▶ _Problem requirements_
Wherever the word "below" shows up in the data, report the line it sits in.

[Stored records]
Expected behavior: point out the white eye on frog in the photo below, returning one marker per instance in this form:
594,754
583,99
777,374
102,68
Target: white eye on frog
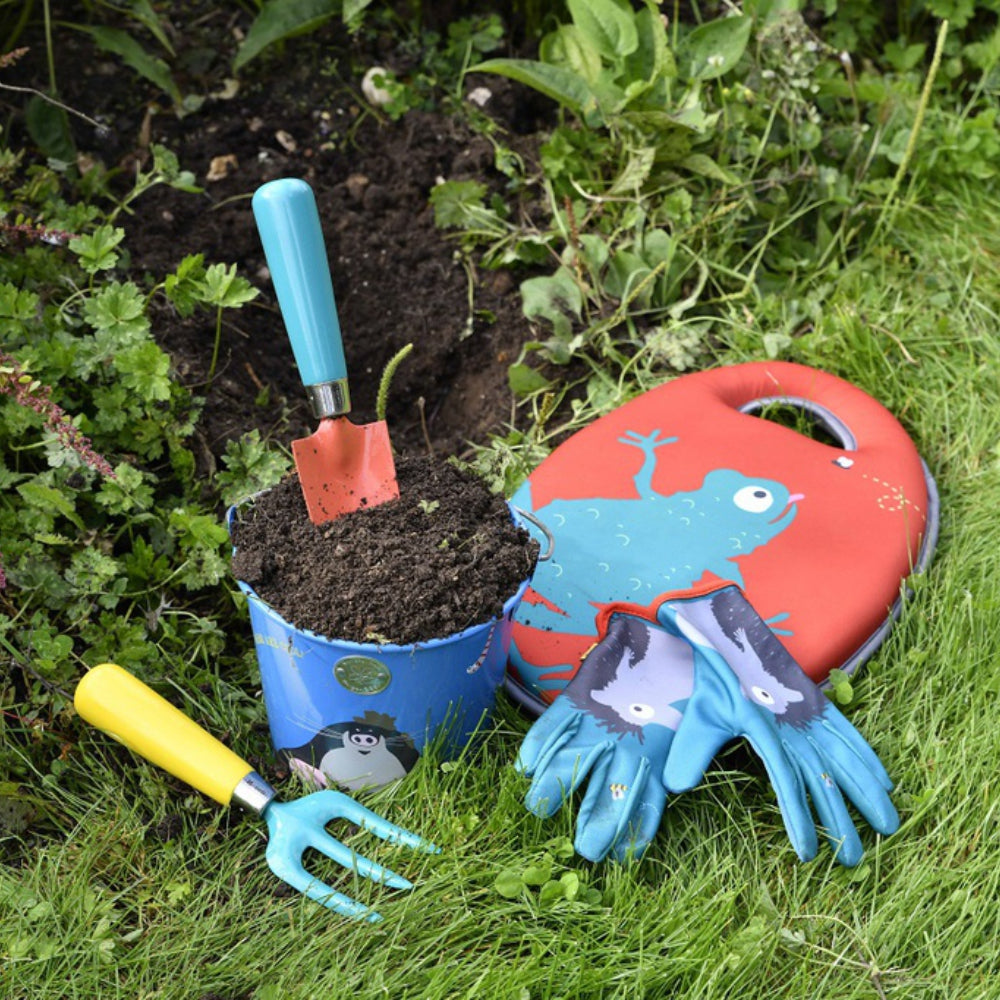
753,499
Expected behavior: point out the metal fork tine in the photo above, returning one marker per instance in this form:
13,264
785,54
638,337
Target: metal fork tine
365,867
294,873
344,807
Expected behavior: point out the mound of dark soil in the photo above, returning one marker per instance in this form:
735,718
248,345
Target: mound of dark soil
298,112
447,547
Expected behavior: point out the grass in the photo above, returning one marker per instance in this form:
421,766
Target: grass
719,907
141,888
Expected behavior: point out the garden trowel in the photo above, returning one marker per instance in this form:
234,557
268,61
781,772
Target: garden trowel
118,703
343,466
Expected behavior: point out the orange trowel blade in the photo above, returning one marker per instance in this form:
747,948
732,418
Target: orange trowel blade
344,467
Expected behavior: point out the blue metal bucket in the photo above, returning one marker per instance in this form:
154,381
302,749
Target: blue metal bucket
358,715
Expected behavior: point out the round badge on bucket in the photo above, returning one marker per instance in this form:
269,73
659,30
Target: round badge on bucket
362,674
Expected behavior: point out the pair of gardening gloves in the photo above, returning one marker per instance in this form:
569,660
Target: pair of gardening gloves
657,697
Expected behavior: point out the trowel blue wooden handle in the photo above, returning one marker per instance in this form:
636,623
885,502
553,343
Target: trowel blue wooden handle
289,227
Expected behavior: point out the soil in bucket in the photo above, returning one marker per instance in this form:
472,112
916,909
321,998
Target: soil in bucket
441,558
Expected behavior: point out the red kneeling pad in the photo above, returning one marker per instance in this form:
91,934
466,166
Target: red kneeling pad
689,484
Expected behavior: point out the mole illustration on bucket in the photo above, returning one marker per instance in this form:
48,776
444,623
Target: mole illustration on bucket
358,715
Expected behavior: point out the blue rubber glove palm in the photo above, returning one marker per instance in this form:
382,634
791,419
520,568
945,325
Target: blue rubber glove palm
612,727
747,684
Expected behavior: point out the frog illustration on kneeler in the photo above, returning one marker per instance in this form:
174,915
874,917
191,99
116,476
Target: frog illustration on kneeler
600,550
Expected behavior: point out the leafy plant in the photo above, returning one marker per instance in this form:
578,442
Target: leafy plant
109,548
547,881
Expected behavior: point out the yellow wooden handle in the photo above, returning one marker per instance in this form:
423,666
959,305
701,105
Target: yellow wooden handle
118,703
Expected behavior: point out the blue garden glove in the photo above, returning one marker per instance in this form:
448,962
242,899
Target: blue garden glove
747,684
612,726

* * *

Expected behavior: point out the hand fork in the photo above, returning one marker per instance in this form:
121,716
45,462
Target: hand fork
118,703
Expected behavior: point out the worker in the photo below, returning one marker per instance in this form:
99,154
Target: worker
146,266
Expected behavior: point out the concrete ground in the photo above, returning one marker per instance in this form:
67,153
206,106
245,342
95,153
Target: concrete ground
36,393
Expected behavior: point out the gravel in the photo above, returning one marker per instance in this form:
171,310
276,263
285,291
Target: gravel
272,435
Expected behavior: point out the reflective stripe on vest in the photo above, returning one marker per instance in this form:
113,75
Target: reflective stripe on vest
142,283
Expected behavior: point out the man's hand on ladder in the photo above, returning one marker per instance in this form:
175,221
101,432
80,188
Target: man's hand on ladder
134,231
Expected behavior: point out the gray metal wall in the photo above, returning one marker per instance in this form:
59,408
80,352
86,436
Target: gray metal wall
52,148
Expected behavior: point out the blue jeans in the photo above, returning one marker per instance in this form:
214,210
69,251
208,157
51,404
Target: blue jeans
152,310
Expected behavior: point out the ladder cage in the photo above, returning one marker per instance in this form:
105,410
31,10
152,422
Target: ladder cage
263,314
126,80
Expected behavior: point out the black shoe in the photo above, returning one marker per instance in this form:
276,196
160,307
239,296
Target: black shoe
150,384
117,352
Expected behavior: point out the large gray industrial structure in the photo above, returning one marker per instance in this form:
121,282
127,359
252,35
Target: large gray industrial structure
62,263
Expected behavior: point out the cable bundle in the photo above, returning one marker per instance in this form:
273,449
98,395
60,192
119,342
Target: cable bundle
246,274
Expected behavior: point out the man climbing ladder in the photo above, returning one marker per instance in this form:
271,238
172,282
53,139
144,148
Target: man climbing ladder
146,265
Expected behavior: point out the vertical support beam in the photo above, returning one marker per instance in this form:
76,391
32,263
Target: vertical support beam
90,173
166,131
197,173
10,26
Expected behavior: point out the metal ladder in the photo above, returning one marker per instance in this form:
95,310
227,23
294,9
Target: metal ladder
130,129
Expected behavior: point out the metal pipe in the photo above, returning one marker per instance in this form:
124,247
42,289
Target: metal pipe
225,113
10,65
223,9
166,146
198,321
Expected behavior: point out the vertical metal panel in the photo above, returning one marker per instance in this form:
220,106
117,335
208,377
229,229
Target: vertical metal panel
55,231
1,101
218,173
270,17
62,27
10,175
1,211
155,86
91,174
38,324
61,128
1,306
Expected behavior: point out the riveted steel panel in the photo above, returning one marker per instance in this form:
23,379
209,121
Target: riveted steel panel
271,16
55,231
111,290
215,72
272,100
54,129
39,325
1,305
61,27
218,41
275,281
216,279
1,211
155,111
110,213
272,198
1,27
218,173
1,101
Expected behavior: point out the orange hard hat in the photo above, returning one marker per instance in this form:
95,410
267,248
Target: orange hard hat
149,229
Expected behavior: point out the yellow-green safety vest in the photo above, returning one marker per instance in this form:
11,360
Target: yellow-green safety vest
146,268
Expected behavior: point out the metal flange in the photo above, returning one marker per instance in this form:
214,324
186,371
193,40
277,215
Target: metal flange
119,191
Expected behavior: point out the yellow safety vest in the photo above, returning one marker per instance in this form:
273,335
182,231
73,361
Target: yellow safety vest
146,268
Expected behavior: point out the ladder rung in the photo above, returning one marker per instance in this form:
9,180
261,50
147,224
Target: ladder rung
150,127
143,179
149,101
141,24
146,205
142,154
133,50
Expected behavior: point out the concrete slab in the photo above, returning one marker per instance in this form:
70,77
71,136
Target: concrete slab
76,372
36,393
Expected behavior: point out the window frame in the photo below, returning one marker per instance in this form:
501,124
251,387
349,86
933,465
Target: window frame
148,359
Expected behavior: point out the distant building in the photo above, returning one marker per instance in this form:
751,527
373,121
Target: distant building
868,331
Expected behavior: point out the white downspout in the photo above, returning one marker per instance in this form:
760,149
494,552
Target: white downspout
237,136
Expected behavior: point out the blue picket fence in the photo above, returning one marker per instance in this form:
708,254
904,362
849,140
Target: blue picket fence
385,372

▶ _Task solution_
Expected behavior: point out the white eye on frog in the photo below, returning one marker per instance in this form:
Expected behavior: point out the worker in the photo below, returning one marker per instance in this form:
Expected behavior: point out the window frame in the photo below, returning one marker per instance in this form:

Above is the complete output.